**** RECORDS FOR THIS TASK ****

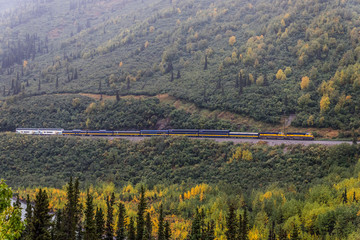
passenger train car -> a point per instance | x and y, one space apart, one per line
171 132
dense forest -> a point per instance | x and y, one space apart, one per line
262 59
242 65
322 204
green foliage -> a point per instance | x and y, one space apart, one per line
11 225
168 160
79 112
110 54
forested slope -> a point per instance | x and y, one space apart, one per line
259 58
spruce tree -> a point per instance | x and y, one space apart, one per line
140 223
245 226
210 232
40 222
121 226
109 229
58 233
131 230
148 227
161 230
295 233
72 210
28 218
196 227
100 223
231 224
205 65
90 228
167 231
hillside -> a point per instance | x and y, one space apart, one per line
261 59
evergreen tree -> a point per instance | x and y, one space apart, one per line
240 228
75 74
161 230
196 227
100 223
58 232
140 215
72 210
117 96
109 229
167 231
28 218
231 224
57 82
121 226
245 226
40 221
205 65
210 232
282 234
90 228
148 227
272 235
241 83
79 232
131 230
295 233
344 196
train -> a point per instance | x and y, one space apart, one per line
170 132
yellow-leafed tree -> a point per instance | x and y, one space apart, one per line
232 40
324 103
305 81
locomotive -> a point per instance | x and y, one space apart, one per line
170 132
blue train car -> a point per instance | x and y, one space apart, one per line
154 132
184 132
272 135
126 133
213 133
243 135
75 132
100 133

****
**** RECORDS FOR THIS TASK ****

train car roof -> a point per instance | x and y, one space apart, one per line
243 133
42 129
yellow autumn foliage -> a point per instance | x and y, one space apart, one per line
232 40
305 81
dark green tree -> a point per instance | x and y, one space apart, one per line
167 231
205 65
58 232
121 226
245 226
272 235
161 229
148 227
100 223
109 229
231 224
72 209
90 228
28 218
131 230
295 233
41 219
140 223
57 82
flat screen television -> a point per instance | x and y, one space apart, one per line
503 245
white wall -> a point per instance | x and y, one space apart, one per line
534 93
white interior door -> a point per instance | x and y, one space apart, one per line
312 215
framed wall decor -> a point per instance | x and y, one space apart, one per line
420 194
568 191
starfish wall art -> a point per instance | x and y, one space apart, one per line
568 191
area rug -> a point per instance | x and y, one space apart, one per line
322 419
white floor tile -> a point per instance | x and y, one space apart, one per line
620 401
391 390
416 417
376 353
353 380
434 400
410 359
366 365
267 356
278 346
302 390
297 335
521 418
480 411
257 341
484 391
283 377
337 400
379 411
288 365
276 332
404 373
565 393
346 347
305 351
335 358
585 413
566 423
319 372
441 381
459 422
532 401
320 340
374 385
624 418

****

» **GOAL**: Show each line in the listing above that contains the word "wall".

» **COMPLETED EXERCISE**:
white wall -> a point per instance | x and y, one space apart, one per line
framed wall decor -> a point per instance | x and y, one space apart, one per line
starfish wall art -> a point per instance | x and y, one space apart, one per line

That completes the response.